===== Provided records
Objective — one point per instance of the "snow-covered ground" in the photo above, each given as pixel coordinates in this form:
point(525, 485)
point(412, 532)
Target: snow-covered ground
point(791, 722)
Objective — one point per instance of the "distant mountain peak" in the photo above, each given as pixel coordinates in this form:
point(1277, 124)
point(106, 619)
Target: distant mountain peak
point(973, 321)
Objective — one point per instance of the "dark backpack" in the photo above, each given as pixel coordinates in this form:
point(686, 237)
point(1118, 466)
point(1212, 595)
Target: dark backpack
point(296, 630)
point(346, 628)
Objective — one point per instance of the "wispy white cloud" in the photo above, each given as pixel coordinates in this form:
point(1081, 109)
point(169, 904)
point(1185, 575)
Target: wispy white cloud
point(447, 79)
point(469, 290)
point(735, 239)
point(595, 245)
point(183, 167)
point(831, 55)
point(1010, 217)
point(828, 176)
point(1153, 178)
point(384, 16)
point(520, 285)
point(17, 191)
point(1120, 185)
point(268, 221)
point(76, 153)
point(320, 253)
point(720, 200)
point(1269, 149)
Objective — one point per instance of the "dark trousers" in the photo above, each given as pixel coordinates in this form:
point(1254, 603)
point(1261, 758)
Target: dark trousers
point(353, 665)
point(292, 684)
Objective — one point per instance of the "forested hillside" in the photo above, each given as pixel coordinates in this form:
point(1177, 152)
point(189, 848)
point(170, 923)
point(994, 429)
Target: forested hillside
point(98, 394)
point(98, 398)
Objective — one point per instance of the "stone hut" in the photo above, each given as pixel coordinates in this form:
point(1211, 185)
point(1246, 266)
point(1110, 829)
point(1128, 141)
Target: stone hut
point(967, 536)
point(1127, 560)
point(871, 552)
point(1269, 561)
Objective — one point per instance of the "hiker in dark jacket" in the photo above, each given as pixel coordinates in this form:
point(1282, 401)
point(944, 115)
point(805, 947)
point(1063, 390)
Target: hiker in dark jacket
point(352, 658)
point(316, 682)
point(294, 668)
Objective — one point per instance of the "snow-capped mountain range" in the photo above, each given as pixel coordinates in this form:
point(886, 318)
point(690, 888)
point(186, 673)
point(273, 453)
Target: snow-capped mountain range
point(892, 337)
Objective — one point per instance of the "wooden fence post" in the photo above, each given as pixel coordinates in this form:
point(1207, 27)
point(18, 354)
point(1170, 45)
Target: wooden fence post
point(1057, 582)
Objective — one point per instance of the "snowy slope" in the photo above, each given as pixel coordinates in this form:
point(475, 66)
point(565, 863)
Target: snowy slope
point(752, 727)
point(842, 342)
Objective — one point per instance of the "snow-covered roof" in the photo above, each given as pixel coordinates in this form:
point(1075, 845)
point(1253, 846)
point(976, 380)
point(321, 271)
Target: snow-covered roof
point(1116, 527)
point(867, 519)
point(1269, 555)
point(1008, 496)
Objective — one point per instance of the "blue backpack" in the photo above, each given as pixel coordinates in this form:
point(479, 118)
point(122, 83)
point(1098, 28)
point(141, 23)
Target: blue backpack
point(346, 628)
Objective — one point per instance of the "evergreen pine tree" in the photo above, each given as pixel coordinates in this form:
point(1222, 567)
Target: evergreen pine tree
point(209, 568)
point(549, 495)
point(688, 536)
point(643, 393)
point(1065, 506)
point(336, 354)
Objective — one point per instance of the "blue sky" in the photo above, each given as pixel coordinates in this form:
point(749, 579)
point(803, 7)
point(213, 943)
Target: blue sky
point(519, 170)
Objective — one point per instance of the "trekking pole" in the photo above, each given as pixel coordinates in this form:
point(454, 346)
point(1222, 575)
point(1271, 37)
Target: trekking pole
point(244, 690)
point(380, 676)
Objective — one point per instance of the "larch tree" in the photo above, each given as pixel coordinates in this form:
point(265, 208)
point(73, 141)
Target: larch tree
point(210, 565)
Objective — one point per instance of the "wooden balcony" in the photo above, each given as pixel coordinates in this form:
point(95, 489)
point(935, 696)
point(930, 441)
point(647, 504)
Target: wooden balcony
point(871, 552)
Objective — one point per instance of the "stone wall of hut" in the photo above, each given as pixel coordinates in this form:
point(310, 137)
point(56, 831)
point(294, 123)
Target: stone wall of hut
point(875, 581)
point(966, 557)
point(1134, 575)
==========
§ **Given problem**:
Reproduce the records word for word.

§ **Written solution**:
Objective — one point per instance of the "snow-covered ground" in the photo above, each given as pixel coordinates in this form:
point(525, 485)
point(412, 532)
Target: snow-covered ground
point(791, 722)
Objective — one point per instance of the "distant mountain peak" in the photo above, each given as pixel coordinates in this form:
point(1277, 124)
point(106, 619)
Target: distant mountain peak
point(973, 321)
Objective — one point per instance of the "dark backpack" in the photo above, each given as pixel coordinates in this form:
point(686, 237)
point(1118, 466)
point(1212, 595)
Target: dark backpack
point(296, 630)
point(346, 628)
Objective — one point per instance of the "wispy white cloud" in the photo above, each given as pixel coordinates in this form:
point(1081, 109)
point(169, 904)
point(1185, 575)
Target: wispy white cloud
point(447, 79)
point(469, 290)
point(735, 239)
point(595, 245)
point(183, 167)
point(831, 55)
point(1010, 217)
point(828, 176)
point(1153, 178)
point(384, 16)
point(520, 285)
point(17, 191)
point(1120, 185)
point(268, 221)
point(76, 153)
point(320, 253)
point(720, 200)
point(1269, 149)
Objective — one point per instance of the "dark trousers" in the photo above, each given as pixel coordinates in this form:
point(1254, 603)
point(1261, 758)
Target: dark trousers
point(353, 665)
point(292, 684)
Objective — one point per instance of the "forested hillside" in the photo above, each given as pixel coordinates in this form:
point(1177, 152)
point(189, 848)
point(170, 923)
point(994, 429)
Target: forested hillside
point(98, 394)
point(98, 398)
Objective — one point per instance of the "stone hut" in the photo above, each given as pixel coordinates in this form:
point(1211, 185)
point(1246, 266)
point(1110, 829)
point(1128, 141)
Target: stone hut
point(967, 536)
point(1127, 560)
point(871, 552)
point(1269, 561)
Objective — one point per instance of the "hiker in dark jacket" in the photo above, each given as pixel coordinates in this form:
point(1282, 401)
point(944, 115)
point(805, 947)
point(1063, 390)
Target: hiker in dark jacket
point(352, 658)
point(316, 682)
point(294, 668)
Objective — one point per instance of the "snow-capped mountain range" in the photo above, each given as pixel coordinates in this form:
point(886, 318)
point(690, 888)
point(186, 673)
point(273, 453)
Target: snow-capped mountain range
point(892, 337)
Objective — one point per instance of the "wooden fence post" in the photo above, each given as pixel coordinates in this form:
point(1207, 27)
point(18, 354)
point(1170, 45)
Target: wooden fence post
point(1057, 582)
Objective — one point per instance of the "snowy slope" in the photo above, each given as pixel coordinates in this form:
point(475, 66)
point(565, 863)
Target: snowy slope
point(752, 727)
point(842, 342)
Objective — one point per instance of the "snow-covered roof" in the photo above, each given as pixel coordinates in this form:
point(1075, 845)
point(1253, 846)
point(976, 380)
point(321, 271)
Target: snow-covered roof
point(1116, 527)
point(867, 519)
point(1269, 555)
point(1008, 496)
Objective — one point per instance of the "blue backpack" in the photo above, each given as pixel coordinates in this form:
point(479, 118)
point(122, 83)
point(1098, 28)
point(141, 23)
Target: blue backpack
point(346, 628)
Objective — one point per instance of the "evergreen pine tree" in the photo above, each given as pixel coordinates in this form:
point(1222, 567)
Target: evergreen pine tree
point(209, 568)
point(549, 495)
point(688, 536)
point(643, 393)
point(1065, 506)
point(336, 354)
Objective — one point per instance of the "blue sky" in the photo above, each given as pixel coordinates in this form:
point(749, 579)
point(803, 7)
point(213, 943)
Target: blue sky
point(519, 170)
Objective — one point per instance of the "trekking pole" in the photo above, each given as pixel coordinates in this form:
point(454, 346)
point(1222, 575)
point(1271, 37)
Target: trekking pole
point(244, 690)
point(380, 676)
Objective — one point per instance of the "larch tree" in the photo above, each given as pixel coordinates in this form:
point(265, 208)
point(73, 141)
Target: larch tree
point(210, 565)
Objective — one point per instance of the "wooden balcony" in the photo above, each given as pixel coordinates in this form:
point(95, 489)
point(935, 696)
point(930, 441)
point(647, 504)
Target: wooden balcony
point(871, 552)
Objective — one point per instance of the "stone wall of hut" in the photo above, each given as pixel coordinates in this form:
point(310, 137)
point(56, 831)
point(294, 123)
Target: stone wall of hut
point(875, 581)
point(966, 557)
point(1134, 575)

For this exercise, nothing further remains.